▸ **ROWS**:
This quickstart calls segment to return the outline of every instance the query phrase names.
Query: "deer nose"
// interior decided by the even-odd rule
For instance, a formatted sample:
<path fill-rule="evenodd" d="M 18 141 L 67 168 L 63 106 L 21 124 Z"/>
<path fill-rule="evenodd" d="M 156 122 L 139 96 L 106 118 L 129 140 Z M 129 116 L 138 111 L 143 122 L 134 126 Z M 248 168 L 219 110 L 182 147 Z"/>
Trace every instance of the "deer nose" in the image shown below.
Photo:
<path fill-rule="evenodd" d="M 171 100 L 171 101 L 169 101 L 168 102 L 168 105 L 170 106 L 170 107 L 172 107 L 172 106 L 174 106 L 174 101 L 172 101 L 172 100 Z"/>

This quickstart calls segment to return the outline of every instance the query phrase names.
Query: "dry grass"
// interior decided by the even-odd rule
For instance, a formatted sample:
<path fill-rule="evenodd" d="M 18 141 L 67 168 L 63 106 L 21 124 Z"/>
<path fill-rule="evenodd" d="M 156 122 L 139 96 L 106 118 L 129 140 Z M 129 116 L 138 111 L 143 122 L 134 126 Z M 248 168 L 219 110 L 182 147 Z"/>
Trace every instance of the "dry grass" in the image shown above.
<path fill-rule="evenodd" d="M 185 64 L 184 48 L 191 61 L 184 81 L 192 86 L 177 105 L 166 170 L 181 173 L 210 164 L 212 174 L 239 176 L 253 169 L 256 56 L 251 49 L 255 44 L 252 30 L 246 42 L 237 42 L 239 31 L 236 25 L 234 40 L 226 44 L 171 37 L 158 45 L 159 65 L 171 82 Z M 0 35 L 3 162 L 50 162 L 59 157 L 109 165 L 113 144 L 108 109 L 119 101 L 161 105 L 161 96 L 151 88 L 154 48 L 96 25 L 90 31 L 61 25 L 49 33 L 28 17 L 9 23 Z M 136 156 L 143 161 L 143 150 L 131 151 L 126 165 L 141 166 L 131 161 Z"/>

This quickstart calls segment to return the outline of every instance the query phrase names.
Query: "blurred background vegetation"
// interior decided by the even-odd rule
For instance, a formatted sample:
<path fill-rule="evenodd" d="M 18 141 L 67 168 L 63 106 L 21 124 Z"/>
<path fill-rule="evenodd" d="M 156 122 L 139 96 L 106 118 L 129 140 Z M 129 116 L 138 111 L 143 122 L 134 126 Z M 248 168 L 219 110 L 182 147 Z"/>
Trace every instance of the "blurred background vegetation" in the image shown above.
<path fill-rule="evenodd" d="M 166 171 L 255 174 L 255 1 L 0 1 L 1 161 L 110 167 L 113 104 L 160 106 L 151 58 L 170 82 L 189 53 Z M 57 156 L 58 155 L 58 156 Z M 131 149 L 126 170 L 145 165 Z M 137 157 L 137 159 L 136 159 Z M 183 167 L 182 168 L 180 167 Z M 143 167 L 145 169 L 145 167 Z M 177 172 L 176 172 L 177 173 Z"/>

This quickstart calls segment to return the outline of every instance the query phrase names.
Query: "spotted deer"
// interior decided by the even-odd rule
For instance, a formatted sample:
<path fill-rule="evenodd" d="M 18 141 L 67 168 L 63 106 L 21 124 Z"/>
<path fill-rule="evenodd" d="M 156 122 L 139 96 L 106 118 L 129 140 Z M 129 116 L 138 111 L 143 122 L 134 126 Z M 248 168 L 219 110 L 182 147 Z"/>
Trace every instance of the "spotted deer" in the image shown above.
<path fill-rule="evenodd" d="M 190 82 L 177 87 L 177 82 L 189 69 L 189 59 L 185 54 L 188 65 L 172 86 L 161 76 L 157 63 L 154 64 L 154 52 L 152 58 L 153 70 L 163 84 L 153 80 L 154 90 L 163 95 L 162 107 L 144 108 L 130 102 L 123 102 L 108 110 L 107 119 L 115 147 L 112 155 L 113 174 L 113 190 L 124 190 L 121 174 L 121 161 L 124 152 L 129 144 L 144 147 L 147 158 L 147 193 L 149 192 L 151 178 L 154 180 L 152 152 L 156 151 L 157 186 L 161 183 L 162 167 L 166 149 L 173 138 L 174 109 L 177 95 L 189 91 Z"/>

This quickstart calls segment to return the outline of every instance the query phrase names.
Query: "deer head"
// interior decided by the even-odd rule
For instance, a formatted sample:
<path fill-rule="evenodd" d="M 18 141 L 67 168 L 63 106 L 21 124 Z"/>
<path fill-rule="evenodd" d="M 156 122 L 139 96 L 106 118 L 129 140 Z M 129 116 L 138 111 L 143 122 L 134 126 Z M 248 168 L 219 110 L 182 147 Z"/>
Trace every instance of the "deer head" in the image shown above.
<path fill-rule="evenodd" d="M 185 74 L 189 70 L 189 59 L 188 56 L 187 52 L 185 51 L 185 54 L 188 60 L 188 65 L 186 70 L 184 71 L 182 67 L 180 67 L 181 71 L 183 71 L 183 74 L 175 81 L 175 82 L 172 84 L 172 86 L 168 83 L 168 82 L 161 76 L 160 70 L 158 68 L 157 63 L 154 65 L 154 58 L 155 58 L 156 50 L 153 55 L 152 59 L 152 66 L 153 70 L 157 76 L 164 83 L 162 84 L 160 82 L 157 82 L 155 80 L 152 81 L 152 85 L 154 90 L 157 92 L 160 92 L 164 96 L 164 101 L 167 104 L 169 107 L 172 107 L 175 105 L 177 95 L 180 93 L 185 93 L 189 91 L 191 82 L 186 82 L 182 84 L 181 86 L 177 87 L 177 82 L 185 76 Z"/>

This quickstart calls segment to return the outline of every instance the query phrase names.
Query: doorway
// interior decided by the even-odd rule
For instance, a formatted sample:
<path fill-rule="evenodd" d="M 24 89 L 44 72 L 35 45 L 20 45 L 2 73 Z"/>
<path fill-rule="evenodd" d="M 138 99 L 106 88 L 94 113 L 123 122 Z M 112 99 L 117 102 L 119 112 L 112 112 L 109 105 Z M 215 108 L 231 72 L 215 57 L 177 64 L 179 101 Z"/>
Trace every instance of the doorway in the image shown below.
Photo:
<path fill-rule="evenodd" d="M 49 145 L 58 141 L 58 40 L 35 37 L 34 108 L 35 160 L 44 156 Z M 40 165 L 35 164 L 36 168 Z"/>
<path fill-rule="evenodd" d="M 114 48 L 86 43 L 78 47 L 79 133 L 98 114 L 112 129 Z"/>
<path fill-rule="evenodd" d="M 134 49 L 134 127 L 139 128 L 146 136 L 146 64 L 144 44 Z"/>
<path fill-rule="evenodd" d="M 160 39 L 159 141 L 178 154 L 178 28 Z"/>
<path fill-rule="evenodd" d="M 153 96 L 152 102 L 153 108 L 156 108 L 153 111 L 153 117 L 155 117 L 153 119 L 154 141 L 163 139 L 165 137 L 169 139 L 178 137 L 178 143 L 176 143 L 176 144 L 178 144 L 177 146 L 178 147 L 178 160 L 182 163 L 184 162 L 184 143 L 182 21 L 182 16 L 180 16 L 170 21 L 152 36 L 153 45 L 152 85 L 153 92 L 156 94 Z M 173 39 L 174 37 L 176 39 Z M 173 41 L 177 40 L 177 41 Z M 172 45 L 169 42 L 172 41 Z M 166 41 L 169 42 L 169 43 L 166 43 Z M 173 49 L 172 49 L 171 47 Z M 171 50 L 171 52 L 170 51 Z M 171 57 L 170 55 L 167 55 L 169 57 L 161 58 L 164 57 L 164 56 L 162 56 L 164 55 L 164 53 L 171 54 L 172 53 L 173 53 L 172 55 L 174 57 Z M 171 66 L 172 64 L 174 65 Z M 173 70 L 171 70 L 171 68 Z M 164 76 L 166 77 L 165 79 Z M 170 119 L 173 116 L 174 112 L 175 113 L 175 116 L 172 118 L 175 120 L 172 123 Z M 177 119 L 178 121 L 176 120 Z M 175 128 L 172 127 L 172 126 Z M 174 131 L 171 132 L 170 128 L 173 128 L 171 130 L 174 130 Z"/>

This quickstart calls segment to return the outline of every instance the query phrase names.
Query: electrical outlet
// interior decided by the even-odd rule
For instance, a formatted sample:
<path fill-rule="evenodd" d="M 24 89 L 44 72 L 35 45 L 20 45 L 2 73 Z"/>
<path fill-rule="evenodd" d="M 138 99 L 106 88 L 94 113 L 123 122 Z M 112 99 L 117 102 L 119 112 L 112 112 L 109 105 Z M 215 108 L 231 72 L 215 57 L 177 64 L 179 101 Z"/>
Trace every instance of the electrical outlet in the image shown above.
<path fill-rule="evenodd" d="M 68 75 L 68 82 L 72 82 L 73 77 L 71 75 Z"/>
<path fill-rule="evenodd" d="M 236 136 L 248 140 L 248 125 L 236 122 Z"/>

▸ **TO BE DONE**: Please reproduce the entries word for word, from their first line through the line holding "185 64 L 184", inclusive.

▸ **OUTPUT FOR THIS TASK**:
This quickstart calls segment to return the outline of every instance the query phrase names.
Query: "deer nose"
// interior decided by the even-odd rule
For instance, a formatted sample:
<path fill-rule="evenodd" d="M 18 141 L 67 168 L 63 106 L 21 124 Z"/>
<path fill-rule="evenodd" d="M 156 122 L 139 96 L 106 118 L 129 140 Z M 129 116 L 138 111 L 143 122 L 134 126 Z M 248 168 L 219 110 L 182 147 Z"/>
Trace every instance of the "deer nose" in the image shown below.
Photo:
<path fill-rule="evenodd" d="M 171 100 L 171 101 L 169 101 L 168 102 L 168 105 L 170 106 L 170 107 L 172 107 L 172 106 L 174 106 L 174 101 L 172 101 L 172 100 Z"/>

This quickstart calls segment to return the outline of every instance the query phrase names.
Query: "dry grass"
// interior decided by the even-odd rule
For instance, a formatted sample:
<path fill-rule="evenodd" d="M 18 141 L 67 168 L 63 106 L 21 124 Z"/>
<path fill-rule="evenodd" d="M 156 122 L 139 96 L 106 118 L 129 140 Z M 129 116 L 138 111 L 143 122 L 134 126 Z M 248 168 L 219 110 L 182 147 Z"/>
Trace every instance of the "dry grass" in the image shown above.
<path fill-rule="evenodd" d="M 185 64 L 184 48 L 191 61 L 184 81 L 192 86 L 177 105 L 166 170 L 181 173 L 210 164 L 212 174 L 239 176 L 253 169 L 256 56 L 251 49 L 255 44 L 252 30 L 246 42 L 237 42 L 239 31 L 236 25 L 234 40 L 226 44 L 171 37 L 158 45 L 159 65 L 171 82 Z M 0 35 L 3 162 L 50 162 L 59 157 L 109 165 L 113 144 L 108 109 L 119 101 L 161 105 L 161 96 L 151 88 L 154 48 L 96 25 L 90 31 L 61 25 L 49 33 L 28 17 L 9 23 Z M 136 156 L 143 161 L 143 150 L 131 151 L 126 165 L 141 166 L 131 161 Z"/>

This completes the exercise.